**Text block:**
──────
Female College Student Gets Arrested After Reported She’d Been Raped
One female college student from the University of Kansas was recently arrested after she had reported being raped.
She allegedly didn’t remember the details because she said that she was drunk. She also told officers that she didn’t want to press charges against the alleged rapist.
But she messed up when he handed over her phone to law enforcement prior to entering the hospital for a rape examination because after the police looked through her phone they learned that she was not being truthful. After looking through her phone it was clear that she had lied and was therefore arrested for falsely reporting a felony crime.
What they discovered was that her text messages revealed that she wasn’t raped
According to The Daily Wire,
As for the KU student, her text messages show that she “fabricated the rape story to effect the relationship between herself and the victim … and her ex-boyfriend,” according to Douglas County District Attorney Charles Branson.
“The State believes the evidence presented at the preliminary hearing, including: the testimony of (the victim), (her ex-boyfriend), law enforcement officers, and evidence collected by law enforcement, specifically, text messages from the Defendant to her friend …indicate the sexual encounter … was consensual,” Branson said in a statement quoted by the Star.
──────
Data entries

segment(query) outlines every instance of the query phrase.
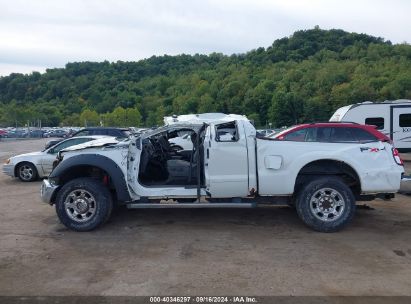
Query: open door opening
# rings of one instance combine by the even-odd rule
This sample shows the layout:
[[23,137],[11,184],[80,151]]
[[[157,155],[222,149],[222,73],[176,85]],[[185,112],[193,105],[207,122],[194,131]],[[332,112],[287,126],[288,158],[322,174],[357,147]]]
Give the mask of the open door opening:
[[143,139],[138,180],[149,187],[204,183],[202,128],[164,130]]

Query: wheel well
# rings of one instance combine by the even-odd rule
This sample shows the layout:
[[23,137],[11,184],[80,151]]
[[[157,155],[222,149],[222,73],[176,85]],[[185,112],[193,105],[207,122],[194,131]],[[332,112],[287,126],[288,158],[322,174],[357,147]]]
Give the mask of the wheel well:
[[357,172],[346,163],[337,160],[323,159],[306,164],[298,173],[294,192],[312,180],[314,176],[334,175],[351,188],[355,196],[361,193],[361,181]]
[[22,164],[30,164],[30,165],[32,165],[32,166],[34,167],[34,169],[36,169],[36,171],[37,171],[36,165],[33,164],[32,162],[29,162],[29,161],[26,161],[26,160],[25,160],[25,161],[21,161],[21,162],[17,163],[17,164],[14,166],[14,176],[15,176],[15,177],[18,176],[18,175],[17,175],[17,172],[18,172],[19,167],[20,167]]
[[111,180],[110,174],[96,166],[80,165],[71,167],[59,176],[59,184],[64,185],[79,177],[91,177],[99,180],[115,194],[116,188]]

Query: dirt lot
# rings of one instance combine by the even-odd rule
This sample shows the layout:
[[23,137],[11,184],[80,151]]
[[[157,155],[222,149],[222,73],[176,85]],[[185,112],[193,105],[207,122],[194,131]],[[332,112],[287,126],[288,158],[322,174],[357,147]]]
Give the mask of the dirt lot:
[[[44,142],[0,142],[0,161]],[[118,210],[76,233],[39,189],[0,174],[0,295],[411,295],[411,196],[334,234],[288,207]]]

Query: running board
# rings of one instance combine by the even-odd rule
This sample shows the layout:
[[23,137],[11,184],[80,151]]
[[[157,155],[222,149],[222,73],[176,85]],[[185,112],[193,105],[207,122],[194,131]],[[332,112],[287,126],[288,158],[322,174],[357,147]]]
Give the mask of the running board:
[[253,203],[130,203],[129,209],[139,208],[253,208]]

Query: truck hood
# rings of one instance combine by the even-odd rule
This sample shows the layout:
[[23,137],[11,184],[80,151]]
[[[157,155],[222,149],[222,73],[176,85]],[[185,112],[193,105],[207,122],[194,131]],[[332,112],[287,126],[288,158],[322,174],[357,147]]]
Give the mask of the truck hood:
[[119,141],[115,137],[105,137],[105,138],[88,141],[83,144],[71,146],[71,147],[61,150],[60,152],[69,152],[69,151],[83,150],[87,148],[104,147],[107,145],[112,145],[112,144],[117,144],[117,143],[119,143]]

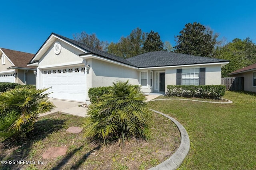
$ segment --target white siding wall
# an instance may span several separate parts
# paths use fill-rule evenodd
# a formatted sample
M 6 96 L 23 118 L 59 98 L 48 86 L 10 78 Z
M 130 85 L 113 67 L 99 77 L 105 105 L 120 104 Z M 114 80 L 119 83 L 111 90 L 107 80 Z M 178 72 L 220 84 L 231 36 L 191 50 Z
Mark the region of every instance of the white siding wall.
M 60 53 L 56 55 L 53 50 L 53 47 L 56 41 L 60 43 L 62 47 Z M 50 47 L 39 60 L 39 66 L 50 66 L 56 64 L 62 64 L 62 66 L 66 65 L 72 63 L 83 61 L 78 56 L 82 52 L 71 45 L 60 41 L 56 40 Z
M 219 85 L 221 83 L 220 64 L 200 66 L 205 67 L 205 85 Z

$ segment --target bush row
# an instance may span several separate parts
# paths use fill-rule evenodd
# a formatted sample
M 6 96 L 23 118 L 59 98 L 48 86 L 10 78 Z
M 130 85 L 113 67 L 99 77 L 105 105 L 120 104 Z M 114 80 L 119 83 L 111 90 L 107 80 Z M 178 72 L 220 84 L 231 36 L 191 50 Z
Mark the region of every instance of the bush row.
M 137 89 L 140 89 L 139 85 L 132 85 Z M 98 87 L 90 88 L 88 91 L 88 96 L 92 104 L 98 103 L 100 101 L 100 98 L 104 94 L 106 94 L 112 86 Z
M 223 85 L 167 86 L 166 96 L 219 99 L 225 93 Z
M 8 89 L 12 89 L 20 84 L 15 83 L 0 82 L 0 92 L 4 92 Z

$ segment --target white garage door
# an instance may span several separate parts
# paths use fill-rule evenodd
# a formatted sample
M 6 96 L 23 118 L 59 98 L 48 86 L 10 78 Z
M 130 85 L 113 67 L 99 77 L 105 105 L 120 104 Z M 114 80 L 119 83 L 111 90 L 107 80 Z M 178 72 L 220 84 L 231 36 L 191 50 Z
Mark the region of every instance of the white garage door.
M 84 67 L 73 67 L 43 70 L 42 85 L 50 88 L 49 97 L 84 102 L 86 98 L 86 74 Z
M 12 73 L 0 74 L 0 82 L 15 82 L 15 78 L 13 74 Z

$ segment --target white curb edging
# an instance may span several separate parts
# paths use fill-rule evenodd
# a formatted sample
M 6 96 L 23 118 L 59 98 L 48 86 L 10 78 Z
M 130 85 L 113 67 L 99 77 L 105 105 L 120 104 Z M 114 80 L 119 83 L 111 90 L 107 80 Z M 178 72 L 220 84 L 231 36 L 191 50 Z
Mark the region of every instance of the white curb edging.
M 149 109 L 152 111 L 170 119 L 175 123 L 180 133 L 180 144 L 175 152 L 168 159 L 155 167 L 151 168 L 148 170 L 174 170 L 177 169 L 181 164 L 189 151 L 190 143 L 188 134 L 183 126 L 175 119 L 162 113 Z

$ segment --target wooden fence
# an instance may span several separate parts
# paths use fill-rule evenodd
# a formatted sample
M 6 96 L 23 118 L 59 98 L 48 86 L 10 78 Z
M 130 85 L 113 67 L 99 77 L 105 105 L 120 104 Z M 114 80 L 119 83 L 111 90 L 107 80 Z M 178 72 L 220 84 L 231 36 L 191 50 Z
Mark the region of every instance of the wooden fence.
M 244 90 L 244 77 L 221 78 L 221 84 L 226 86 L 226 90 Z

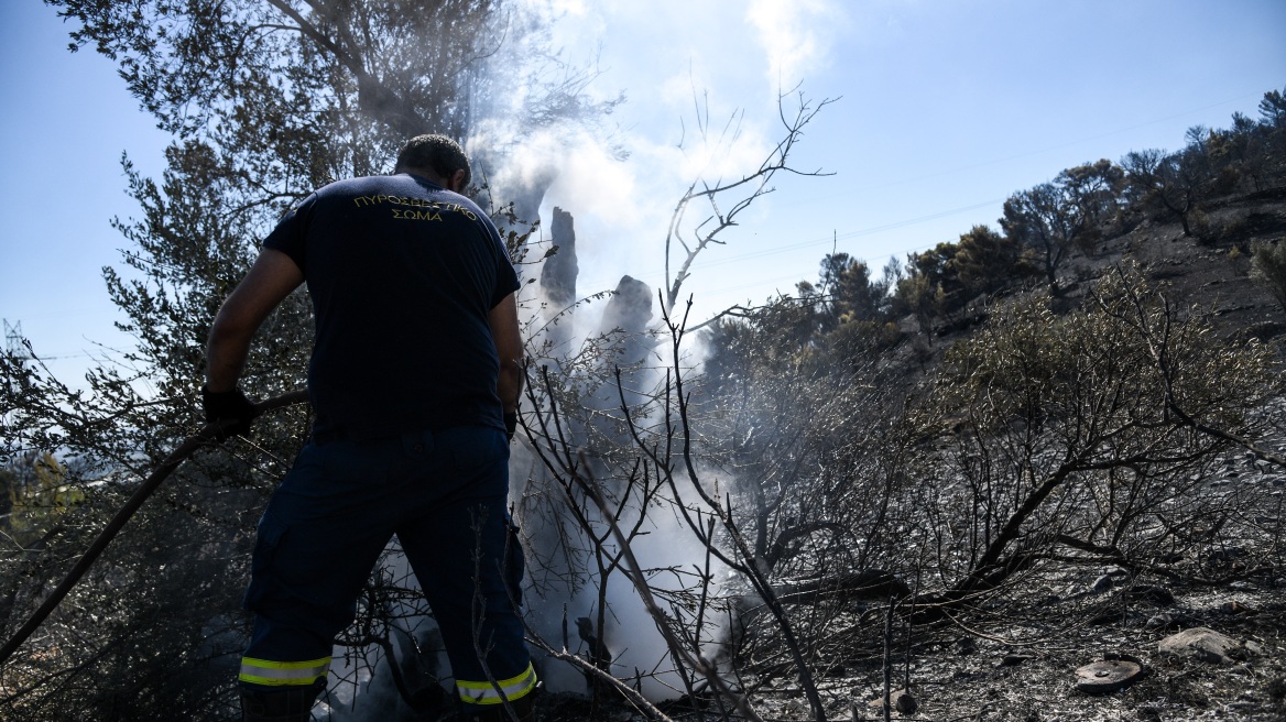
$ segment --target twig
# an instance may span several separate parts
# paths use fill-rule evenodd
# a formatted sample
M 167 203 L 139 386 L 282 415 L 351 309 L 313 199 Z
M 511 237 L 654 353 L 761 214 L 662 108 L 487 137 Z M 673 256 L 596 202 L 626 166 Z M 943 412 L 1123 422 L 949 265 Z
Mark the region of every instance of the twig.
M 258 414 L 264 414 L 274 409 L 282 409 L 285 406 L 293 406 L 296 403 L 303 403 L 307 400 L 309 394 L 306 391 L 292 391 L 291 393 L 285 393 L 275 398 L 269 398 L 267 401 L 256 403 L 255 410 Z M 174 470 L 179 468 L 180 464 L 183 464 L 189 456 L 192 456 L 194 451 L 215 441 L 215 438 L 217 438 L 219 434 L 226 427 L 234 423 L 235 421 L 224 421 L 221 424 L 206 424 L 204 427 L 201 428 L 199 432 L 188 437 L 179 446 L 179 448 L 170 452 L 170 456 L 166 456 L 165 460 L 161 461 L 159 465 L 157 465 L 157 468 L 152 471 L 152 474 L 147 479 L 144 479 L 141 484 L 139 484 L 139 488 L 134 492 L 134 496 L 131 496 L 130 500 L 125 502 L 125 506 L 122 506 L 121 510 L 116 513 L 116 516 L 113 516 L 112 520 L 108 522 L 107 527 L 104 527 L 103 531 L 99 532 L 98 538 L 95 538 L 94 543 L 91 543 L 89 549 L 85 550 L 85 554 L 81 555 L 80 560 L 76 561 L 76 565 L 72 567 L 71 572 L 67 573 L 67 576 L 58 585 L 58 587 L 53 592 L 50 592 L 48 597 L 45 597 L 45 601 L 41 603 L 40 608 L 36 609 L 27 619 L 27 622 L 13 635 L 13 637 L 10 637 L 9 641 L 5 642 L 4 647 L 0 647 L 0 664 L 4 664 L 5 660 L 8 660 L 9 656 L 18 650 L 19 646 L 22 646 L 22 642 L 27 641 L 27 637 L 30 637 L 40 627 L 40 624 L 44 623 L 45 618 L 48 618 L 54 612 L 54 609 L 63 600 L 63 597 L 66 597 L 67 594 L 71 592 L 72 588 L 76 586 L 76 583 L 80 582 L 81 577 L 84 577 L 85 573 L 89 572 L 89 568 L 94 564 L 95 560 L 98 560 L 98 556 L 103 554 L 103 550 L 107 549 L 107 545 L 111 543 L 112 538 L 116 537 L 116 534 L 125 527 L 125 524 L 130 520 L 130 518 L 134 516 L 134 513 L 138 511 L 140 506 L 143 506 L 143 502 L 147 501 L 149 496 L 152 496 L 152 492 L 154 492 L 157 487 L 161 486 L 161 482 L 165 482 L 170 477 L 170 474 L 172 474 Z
──────
**Instructions:**
a - In the article about the University of Kansas student, what crime was she arrested for?
b - Go on with the article about the University of Kansas student's arrest, starting after its last sentence.

**Answers by task:**
a - She was arrested for falsely reporting a felony crime.

b -
The woman claimed she had been drinking and didn’t know how she ended up in bed with her ex-boyfriend’s best friend. She claimed to the Star that she joked about the incident with a friend in a text message because, as the outlet claimed, she was “unable at the time to admit she had been raped.”
She only claimed the incident was rape the next day after an acquaintance “threatened to tell people about the incident,” the Star reported.
This is a clear cut example of why we shouldn’t just believe women against men in rape cases for the sole fact that they’re women. I’m not saying we should assume they’re lying either. What I’m advocating for is due diligence in investigation and hard evidence of wrong-doing before a person can be charged with a crime such as rape.